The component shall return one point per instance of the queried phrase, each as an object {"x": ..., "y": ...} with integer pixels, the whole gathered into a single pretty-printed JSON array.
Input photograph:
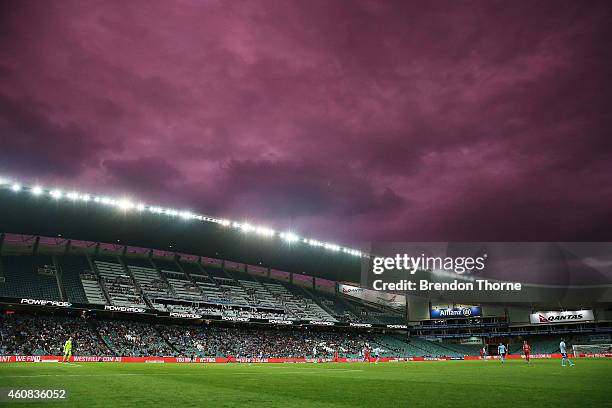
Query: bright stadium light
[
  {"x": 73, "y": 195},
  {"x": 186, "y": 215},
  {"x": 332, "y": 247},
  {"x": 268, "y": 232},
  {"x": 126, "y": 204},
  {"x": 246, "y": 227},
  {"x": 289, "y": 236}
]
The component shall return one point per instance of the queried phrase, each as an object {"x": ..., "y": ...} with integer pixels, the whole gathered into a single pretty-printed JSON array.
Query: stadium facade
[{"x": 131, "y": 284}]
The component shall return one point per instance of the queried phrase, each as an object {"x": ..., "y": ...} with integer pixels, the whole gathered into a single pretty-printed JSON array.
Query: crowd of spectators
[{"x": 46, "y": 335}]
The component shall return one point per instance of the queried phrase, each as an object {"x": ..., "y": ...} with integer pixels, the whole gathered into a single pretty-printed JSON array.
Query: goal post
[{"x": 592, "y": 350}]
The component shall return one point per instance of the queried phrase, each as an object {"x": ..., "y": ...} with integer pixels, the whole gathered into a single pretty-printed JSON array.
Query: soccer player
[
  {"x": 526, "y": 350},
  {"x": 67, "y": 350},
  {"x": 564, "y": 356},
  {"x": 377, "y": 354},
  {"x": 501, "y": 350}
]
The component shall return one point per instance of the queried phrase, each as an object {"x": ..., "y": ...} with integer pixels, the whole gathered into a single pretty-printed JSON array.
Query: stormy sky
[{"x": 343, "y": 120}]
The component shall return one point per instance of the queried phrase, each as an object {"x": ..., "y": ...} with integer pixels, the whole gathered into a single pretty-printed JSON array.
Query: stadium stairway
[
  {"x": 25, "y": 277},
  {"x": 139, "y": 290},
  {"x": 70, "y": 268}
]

+-------+

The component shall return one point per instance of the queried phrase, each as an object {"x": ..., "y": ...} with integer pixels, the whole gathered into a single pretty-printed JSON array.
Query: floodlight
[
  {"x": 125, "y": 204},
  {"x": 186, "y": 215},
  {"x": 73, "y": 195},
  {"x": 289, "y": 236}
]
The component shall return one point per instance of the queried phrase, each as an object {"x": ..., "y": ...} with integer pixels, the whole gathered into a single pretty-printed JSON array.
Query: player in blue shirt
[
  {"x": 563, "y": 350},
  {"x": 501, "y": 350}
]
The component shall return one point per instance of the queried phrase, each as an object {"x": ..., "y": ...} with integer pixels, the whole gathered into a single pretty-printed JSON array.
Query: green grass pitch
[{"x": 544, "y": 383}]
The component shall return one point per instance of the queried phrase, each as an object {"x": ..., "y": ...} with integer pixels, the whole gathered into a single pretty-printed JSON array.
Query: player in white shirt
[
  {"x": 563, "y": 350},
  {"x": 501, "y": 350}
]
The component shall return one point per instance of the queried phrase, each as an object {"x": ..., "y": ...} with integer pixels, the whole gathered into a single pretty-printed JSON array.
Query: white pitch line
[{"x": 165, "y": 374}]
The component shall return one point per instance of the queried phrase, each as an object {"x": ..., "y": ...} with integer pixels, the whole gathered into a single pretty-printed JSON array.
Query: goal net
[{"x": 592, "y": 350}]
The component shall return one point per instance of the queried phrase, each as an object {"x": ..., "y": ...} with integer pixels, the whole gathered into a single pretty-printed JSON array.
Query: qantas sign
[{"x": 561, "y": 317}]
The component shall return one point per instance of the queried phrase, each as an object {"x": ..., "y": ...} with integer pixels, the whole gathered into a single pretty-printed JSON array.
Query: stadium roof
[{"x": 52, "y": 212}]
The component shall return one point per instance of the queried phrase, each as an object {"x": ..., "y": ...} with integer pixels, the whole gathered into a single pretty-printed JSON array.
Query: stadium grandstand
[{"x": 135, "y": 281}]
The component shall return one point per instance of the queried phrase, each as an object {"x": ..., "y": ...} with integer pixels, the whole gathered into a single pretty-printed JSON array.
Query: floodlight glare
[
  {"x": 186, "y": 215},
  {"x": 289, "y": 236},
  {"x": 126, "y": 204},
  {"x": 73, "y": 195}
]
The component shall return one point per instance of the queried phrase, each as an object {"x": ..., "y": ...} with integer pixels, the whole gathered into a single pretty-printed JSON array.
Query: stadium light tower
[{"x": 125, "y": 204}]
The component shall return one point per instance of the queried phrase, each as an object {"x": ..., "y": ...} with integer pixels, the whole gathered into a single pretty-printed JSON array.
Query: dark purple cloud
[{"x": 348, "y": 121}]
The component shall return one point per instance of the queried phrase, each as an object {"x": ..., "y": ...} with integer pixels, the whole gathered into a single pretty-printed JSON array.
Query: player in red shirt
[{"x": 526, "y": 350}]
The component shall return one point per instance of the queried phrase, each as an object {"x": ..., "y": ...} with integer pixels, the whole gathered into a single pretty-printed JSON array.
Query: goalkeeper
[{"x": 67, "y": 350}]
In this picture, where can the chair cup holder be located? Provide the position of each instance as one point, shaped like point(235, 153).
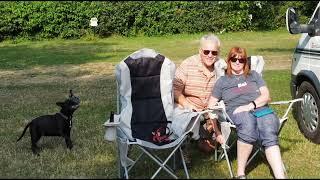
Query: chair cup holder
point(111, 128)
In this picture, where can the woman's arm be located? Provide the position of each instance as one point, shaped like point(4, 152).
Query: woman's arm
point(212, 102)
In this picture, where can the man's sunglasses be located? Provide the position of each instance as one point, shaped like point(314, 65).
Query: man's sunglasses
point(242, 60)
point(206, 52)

+-------+

Your assignment -
Find every line in the listing that holds the string "shaped", then say how many there are as a bare number.

Completed task -
3